# TEXTO FORNECIDO
= = = = = = =

Atendimentos em salas abafadas, banheiros sem maçaneta, imóveis improvisados, crianças sem locais adequados e pátios com cara de mato. Assim são recebidos muitos cidadãos de Porto Alegre que precisam de auxílio em alguma sede do Conselho Tutelar.

Após ouvir inúmeras reclamações por parte de leitores, o Diário Gaúcho visitou unidades nos quatro cantos da Capital. E constatou casos de constrangimento para conselheiros e moradores, especialmente em áreas de periferia. A prefeitura admite problemas, atrasos em pagamentos de aluguel e luz, mas prevê dias melhores para 2019.

No Sarandi, cara de almoxarifado

Robinson Estrásulas / Agencia RBS
Porta interditada e com estacas

A conselheira Marília Conceição, da microrregião 2, no Sarandi, convida a reportagem para entrar na sua sala. Que é a mesma de outros dois colegas. Mas eles pouco se veem, uma vez que o local parece um almoxarifado: há pilhas de documentos e caixas de papel sobre as mesas e no chão. Cochichando, Marília afirma:

— Esse não é o maior problema. Estamos num lugar de passagem desde o último alagamento, em 2017. Como estamos ao lado de uma sala de atendimento, atrapalhamos a conversa com a família se falarmos em tom normal.

= = = = = = =

# EXERCÍCIOS PROPOSTOS
(a) Segundo a reportagem sobre o Conselho Tutelar, desde quando a sede do Sarandi funciona num lugar de passagem?
(b) Por favor, copie da reportagem sobre o Conselho Tutelar o trecho que começa nas palavras "No Sarandi, cara" e termina em "em tom normal.".
(c) Dê sequência à reportagem sobre o Conselho Tutelar a partir de onde ela termina.

= = = = = = =

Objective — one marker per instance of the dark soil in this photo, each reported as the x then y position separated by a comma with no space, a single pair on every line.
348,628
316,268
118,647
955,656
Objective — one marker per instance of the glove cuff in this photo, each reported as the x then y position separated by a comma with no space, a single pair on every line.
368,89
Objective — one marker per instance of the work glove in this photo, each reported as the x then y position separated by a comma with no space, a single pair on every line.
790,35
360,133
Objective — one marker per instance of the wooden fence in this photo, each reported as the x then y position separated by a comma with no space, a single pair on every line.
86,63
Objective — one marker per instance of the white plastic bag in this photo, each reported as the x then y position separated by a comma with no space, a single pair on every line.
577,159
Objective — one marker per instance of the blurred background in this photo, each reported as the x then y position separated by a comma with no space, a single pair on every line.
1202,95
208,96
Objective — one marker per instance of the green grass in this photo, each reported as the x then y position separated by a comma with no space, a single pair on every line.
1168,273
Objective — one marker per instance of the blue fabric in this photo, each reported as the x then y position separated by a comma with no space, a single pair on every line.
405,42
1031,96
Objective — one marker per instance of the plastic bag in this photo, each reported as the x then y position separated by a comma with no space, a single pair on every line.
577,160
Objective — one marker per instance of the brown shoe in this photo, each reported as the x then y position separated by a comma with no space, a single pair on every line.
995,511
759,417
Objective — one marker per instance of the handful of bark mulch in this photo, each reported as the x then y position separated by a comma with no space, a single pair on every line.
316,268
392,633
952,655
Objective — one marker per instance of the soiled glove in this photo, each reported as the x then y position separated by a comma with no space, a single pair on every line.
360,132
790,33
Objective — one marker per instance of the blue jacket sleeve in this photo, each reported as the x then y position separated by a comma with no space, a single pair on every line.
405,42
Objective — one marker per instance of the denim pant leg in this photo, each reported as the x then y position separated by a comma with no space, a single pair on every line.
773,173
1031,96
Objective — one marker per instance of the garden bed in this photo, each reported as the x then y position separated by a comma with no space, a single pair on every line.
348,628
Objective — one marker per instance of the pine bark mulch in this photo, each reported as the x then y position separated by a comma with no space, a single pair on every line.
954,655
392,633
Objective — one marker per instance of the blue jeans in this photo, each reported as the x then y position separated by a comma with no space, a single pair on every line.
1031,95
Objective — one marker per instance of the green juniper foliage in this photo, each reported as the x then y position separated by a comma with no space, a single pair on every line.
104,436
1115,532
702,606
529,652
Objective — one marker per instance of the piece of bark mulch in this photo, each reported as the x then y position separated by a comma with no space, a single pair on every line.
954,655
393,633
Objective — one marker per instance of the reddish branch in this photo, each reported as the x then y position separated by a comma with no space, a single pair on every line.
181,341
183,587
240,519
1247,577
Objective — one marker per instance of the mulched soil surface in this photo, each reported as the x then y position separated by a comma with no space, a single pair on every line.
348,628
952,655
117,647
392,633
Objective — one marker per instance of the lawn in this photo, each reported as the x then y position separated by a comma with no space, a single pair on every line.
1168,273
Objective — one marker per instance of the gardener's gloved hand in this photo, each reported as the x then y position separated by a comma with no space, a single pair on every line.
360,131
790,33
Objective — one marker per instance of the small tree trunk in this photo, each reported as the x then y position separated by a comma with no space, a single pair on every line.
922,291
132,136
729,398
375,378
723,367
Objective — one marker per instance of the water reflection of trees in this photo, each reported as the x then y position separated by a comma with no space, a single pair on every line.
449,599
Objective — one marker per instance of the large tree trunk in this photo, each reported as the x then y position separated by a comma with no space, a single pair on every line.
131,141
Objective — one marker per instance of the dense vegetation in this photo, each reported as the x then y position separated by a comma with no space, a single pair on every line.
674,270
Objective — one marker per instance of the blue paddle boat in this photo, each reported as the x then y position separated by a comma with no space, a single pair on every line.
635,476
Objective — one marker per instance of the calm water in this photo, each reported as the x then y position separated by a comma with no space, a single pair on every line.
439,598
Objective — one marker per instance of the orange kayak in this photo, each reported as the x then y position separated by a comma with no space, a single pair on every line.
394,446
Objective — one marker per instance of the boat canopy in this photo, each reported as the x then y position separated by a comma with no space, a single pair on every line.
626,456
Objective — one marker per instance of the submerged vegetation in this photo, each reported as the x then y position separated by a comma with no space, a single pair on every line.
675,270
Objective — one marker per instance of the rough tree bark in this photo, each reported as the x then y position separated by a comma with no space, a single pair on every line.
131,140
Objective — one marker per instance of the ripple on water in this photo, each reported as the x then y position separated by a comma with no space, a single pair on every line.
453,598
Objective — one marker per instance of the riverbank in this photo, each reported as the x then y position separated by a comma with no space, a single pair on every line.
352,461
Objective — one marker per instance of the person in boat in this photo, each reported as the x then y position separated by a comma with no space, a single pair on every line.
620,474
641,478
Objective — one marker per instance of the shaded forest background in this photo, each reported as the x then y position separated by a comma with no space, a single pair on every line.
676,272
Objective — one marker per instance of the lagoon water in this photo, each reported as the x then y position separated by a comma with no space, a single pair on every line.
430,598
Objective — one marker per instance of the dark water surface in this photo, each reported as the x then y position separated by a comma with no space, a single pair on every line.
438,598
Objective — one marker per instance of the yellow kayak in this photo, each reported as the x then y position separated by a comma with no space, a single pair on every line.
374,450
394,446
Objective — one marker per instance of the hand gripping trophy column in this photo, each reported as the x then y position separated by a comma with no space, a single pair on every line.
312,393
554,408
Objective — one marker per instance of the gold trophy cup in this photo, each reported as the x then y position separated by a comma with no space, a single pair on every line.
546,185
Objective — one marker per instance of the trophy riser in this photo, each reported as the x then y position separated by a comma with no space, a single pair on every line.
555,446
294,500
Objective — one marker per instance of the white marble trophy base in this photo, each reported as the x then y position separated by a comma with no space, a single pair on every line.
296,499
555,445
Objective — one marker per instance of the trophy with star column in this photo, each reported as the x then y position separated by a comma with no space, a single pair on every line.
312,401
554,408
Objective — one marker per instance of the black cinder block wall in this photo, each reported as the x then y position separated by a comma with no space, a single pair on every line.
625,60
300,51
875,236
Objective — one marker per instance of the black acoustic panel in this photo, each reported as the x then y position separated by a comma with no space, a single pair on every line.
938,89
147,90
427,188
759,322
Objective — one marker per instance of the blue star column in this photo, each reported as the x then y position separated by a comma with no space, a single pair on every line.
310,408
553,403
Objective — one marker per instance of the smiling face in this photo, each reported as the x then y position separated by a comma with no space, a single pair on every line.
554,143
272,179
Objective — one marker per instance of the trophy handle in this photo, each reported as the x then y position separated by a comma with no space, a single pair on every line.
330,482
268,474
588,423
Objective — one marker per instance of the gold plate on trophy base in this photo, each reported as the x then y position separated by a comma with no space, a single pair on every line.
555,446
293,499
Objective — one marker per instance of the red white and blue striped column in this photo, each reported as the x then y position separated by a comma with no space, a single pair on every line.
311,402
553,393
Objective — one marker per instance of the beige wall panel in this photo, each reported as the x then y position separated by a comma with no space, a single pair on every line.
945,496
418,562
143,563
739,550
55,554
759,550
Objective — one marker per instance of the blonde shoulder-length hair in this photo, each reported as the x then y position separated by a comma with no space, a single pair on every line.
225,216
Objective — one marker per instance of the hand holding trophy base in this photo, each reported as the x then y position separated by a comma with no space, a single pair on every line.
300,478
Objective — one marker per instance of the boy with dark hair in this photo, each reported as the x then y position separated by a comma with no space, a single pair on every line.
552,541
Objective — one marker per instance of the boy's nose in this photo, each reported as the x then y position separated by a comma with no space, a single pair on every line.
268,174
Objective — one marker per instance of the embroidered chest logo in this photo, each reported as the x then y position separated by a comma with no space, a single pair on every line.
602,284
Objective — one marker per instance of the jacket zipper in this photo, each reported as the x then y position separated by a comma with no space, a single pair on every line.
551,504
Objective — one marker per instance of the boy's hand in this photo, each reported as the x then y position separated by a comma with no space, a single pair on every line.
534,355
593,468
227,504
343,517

= = = = = = =

# GABARITO
(a) Desde o último alagamento, em 2017.

(b)
No Sarandi, cara de almoxarifado

Robinson Estrásulas / Agencia RBS
Porta interditada e com estacas

A conselheira Marília Conceição, da microrregião 2, no Sarandi, convida a reportagem para entrar na sua sala. Que é a mesma de outros dois colegas. Mas eles pouco se veem, uma vez que o local parece um almoxarifado: há pilhas de documentos e caixas de papel sobre as mesas e no chão. Cochichando, Marília afirma:

— Esse não é o maior problema. Estamos num lugar de passagem desde o último alagamento, em 2017. Como estamos ao lado de uma sala de atendimento, atrapalhamos a conversa com a família se falarmos em tom normal.

(c)
Assim a conselheira foi revelando graves deficiências no Conselho Tutelar (CT) que atua na região norte da Capital, a mais populosa (cerca de 300 mil pessoas) e carente da cidade. O imóvel é da prefeitura e servia como posto para a Brigada Militar. Só há uma porta: a outra está interditada (com escoras e compensado) após uma tentativa de furto.

— A falta de privacidade é constrangedora. Não há sala de espera. Adultos e crianças ficam num corredor estreito, sem espaço kids. É fácil ouvir os assuntos que deveriam ser tratados em sigilo — conta o conselheiro Josué Allemane.

Marília completa:

— Dois familiares já saíram no soco ao discordar das versões ouvidas um do outro. A população tem direitos violados e dá nisso.

Além da dificuldade de prestar o atendimento, há risco para as pessoas. Como o prédio é velho, a fiação é antiga. Quem instalou os dois aparelhos de ar-condicionado avisou: não é recomendável usá-los. Há perigo de sobrecarga elétrica. Mas como o ambiente é abafado, a refrigeração é quase uma necessidade básica. Os conselheiros fizeram uma vaquinha e completaram a fiação (não havia tomada perto do aparelho).

— E quando chove, verte água do teto em alguns lugares. Essa combinação de água e fiação é muito perigosa — admite Marília.

Outra reclamação dos conselheiros é de que apenas agora, ao final do terceiro ano do mandato, a prefeitura os chamou para um curso de capacitação (32 horas). Segundo a Constituição, porém, cursos deveriam ser constantes. Marília lamenta:

— Cuidamos da comunidade e ninguém nos cuida.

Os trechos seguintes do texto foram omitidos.